• **EXTRAIT DU DOCUMENT**:
La cote casablancaise entre résilience et fragilité face à la conjoncture
La publication des résultats semestriels des sociétés cotées, s’ils sont globalement positifs, fait ressortir des contrastes saillants selon les secteurs, et montre la fragilité d’une part conséquente de la cote casablancaise.
Selon les chiffres du département Recherche de CFG Bank, le RN/RNPG total des sociétés cotées au Maroc atteindrait au 1er semestre 2022 un total de 14,523 milliards de dirhams (MMDH), contre 14,947 MMDH au S1-2021, soit une baisse de 3%.
De son côté, BMCE Capital Global Research (BKGR) avance le chiffre, pour la capacité bénéficiaire semestrielle de la cote casablancaise, de 14,7 MMDH, soit une quasi-stagnation (-0,2%) par rapport à la même période en 2021. “L’effet prix favorable constaté par la quasi-totalité des secteurs ainsi que l’amélioration du coût du risque des Banques ayant été neutralisés par la provision constatée par Maroc Telecom suite à l’astreinte de l’Agence nationale de réglementation des télécommunications (ANRT). Cette dernière n’étant pas déductible fiscalement, elle a impacté négativement la capacité bénéficiaire globale pour près de 1 MMDH supplémentaire”, précise BKGR dans sa publication “Earnings S12022”. Hors impact de la provision d’IAM, le résultat net part du groupe (RNPG) global serait ressorti en hausse de 16,4% à 17,2 MMDH.
La marge nette en baisse
Sans retraitement, la marge nette du marché a perdu 1,9% par rapport à 2021, et même retraitée de l’astreinte de Maroc Telecom, elle reste en baisse de 0,3% à 11,7%. Les analystes jugent ainsi que les sociétés n’ont pas pu entièrement absorber l’impact de la forte inflation de cette année. Par branche d’activité, le RNPG des sociétés industrielles ressort en régression de 11% à près de 6,8 MMDH, impacté négativement par l’astreinte de 2,45 MMDH imposée à IAM.

• **DONNÉES FOURNIES**:
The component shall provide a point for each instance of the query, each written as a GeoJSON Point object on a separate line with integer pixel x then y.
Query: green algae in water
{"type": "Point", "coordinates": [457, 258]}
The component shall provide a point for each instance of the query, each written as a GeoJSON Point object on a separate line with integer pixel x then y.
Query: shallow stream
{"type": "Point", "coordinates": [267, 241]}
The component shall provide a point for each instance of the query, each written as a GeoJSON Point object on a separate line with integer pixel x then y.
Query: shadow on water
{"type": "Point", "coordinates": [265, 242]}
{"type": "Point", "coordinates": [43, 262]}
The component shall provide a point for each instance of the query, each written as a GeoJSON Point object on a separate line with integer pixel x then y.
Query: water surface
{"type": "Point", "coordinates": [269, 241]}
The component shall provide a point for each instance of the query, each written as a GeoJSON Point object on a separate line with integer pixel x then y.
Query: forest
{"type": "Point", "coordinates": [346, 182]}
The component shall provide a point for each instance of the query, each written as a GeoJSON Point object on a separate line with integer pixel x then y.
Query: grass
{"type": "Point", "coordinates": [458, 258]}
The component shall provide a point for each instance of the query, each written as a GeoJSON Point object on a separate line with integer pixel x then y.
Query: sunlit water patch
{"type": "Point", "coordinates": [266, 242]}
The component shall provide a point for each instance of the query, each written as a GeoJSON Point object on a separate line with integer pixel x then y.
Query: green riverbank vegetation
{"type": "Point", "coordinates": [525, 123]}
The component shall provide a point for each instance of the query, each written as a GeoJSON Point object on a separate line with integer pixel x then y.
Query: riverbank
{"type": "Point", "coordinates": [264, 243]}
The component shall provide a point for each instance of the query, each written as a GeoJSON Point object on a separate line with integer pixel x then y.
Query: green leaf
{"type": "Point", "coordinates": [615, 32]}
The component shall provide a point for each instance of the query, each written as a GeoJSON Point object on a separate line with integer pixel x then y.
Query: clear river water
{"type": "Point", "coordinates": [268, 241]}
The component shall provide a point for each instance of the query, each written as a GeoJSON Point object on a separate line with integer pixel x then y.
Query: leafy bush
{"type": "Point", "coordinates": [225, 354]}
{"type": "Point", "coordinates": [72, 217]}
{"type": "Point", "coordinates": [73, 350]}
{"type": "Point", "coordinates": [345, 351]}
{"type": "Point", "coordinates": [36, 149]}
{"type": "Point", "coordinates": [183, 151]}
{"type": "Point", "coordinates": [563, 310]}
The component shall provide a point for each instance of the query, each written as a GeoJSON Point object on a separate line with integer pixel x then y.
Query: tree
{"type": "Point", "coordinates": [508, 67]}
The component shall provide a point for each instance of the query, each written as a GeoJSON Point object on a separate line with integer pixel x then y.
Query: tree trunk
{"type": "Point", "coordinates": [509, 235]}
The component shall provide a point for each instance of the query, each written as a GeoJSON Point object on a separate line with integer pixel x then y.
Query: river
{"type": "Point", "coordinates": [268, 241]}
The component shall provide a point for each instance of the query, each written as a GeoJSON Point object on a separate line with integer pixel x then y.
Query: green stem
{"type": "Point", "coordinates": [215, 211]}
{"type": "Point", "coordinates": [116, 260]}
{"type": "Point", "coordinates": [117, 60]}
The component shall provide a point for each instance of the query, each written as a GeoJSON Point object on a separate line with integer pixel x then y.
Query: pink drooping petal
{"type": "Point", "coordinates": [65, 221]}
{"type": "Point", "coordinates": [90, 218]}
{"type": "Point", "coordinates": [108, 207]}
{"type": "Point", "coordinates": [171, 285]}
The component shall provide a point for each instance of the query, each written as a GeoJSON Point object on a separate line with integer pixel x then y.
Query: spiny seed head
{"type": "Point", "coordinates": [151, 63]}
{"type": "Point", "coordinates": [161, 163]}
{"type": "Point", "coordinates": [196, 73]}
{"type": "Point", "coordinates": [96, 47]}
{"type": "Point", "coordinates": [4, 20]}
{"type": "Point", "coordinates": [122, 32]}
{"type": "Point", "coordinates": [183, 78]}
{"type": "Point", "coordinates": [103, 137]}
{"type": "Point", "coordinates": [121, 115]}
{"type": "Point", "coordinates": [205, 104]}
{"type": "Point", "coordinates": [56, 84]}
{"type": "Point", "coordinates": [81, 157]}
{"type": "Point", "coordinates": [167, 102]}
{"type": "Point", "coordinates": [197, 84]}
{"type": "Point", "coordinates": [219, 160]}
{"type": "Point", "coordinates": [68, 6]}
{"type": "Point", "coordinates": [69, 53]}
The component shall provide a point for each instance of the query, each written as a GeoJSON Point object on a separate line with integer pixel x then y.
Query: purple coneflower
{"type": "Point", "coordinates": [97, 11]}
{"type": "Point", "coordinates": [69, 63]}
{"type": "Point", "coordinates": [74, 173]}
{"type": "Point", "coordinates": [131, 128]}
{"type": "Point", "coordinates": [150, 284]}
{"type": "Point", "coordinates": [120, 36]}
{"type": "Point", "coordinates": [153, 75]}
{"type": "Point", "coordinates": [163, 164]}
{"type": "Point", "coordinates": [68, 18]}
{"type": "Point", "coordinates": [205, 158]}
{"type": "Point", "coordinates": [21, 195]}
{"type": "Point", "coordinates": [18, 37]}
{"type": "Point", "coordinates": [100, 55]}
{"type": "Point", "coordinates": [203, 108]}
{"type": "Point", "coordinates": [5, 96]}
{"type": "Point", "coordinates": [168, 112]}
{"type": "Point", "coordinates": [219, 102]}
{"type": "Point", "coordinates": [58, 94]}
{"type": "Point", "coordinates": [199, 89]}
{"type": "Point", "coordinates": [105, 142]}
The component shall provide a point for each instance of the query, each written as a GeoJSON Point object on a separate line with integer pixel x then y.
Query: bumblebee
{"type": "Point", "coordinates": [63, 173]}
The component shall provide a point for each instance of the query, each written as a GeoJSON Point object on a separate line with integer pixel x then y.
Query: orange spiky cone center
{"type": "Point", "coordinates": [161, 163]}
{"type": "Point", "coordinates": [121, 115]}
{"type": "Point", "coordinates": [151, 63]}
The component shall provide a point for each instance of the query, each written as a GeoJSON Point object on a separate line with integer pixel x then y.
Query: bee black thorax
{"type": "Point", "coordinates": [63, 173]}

• **EXERCICES À RÉALISER**:
a. Traduisez en anglais la phrase suivante de l'extrait sur la cote casablancaise : « Les analystes jugent ainsi que les sociétés n’ont pas pu entièrement absorber l’impact de la forte inflation de cette année. »
b. Indiquez si chacun des énoncés suivants concorde avec l'extrait sur la cote casablancaise, en répondant par oui ou par non et en citant les mots décisifs de l'extrait. (i) Selon CFG Bank, le RN/RNPG total des sociétés cotées a diminué de 3 % au premier semestre 2022. (ii) La provision constatée par Maroc Telecom était déductible fiscalement. (iii) Le RNPG des sociétés industrielles a progressé.
c. Poursuivez la rédaction de l'extrait sur la cote casablancaise à partir de sa dernière phrase.
Les entrées constituent un matériel distinct de l'extrait.

• **RÉPONSES PAR EXERCICE**:
a. Analysts thus consider that the companies were unable to fully absorb the impact of this year's high inflation.

b.
(i) Oui : « soit une baisse de 3% ».
(ii) Non : « Cette dernière n’étant pas déductible fiscalement ».
(iii) Non : « le RNPG des sociétés industrielles ressort en régression de 11% à près de 6,8 MMDH ».

c.
Cette baisse a été partiellement compensée par la contribution positive de Managem qui a enregistré un bond de 650% à 1,2 MMDH, compte tenu d’un effet prix favorable redevable à la progression des prix des métaux précieux et de base au T1-2022, à l’appréciation de la parité moyenne USD/MAD de 9% sur le S12022 et à la consolidation des niveaux de production des différents métaux.
Il s’agit également des contributions positives de Lesieur Cristal qui a gagné 179 millions de dirhams (MDH) au niveau de son bottom-line suite principalement à une appréciation de l’activité commerciale de 52% et à un bond de +3,5x du résultat d’exploitation, et de Taqa Morocco qui s’est apprécié de 36,3% à 605 MDH sous l’effet mécanique de la hausse du chiffre d’affaires.
Retraitée de l’astreinte d’IAM, l’évolution du RNPG des industries se serait établie à près de 21,3% à 9,2 MMDH. Le RNPG des financières a progressé, quant à lui, de 11% à 7 MMDH, en raison essentiellement de la poursuite de l’allègement du coût du risque (-9% à 5,3 MMDH) dans le sillage de la normalisation progressive de ce poste suite à une année 2020 marquée par un renforcement du provisionnement des Banques lié à la crise sanitaire.
En dépit de cette baisse, le taux du coût du risque s’est établi à 1,1% au S1-2022 contre 1,2% au S1-2021, soit un niveau qui demeure supérieur à celui observé au S12019 (0,8%).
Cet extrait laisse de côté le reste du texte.